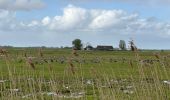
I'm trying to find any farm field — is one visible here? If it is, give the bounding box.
[0,48,170,100]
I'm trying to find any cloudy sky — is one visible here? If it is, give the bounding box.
[0,0,170,49]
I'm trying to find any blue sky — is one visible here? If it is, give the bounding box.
[0,0,170,49]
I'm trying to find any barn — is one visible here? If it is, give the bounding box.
[96,45,114,51]
[84,45,94,50]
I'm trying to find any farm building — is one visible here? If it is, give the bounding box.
[84,45,94,50]
[96,45,114,51]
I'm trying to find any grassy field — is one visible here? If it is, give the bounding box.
[0,48,170,100]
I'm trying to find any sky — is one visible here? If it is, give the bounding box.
[0,0,170,49]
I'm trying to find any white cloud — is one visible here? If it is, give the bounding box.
[28,21,39,27]
[1,4,170,48]
[0,9,10,18]
[0,0,45,11]
[89,10,126,29]
[36,4,169,37]
[0,9,16,31]
[42,16,51,26]
[1,4,170,37]
[48,5,87,31]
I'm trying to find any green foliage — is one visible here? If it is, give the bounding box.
[72,39,83,50]
[119,40,126,50]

★ ★ ★ ★ ★ ★ ★

**What to produce:**
Each record above needs to be transcribed word for word, with its pictures omitted.

**Response below:**
I'm trying to find any farm field — is one visible here? If it is, give the bounding box.
[0,48,170,100]
I'm trying to find any cloudy sky — is one visible here? If it is, give the bounding box.
[0,0,170,49]
I'm trying to find any blue sky — is one visible here? If it is, give the bounding box.
[0,0,170,49]
I'm trying to find any barn — is one visible here? If it is, give the bounding box.
[96,45,114,51]
[84,45,94,50]
I'm trying to find any farm building — is one visible here? If it is, give the bounding box.
[84,45,94,50]
[96,45,114,51]
I'm trying to find any grassy field — is one visible here? If it is, give the bounding box.
[0,48,170,100]
I'm trying to find any sky — is one visible here? If it is, give the bounding box.
[0,0,170,49]
I'm trying to find any white cloud — is one visible here? If it is, give the bounding box.
[28,21,39,27]
[1,4,170,48]
[0,9,10,18]
[0,0,45,11]
[89,10,126,29]
[36,4,169,37]
[0,9,16,31]
[42,16,51,26]
[1,4,170,37]
[48,5,87,31]
I'm trying to find any green foliage — is one visible here? If it is, give the bounding box.
[72,39,83,50]
[119,40,126,50]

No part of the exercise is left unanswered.